- [INSTRUCTIONS FOR THE TASK]
Scan the data for "white" and copy the lines it appears in.

- [INPUT]

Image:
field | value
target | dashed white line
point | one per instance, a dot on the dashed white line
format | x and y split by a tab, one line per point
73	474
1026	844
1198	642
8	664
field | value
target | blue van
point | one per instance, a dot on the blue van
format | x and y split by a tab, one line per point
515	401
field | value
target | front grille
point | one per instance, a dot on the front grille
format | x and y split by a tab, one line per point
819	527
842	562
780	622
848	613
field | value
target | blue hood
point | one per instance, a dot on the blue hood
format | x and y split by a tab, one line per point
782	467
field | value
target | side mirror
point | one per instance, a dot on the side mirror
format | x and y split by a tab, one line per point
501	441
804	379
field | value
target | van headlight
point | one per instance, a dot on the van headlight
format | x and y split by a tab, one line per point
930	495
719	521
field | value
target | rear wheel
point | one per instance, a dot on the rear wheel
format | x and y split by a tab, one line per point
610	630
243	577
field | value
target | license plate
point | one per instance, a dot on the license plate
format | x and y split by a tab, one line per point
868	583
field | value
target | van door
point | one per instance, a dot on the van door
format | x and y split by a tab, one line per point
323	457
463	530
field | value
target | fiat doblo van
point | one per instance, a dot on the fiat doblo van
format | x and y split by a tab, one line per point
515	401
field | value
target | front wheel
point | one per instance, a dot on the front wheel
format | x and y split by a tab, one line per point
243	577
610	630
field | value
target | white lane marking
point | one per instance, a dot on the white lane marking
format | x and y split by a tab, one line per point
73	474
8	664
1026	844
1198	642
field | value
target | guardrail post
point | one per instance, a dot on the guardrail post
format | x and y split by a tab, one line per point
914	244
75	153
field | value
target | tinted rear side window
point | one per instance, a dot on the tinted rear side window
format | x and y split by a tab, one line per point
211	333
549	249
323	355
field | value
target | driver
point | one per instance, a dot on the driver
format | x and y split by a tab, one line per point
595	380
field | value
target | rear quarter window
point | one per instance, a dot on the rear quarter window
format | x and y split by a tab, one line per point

- [TASK OUTPUT]
target | dashed white line
point | one per instance, a dot on the dashed white line
target | white lane marking
point | one per instance, a dot on the white lane marking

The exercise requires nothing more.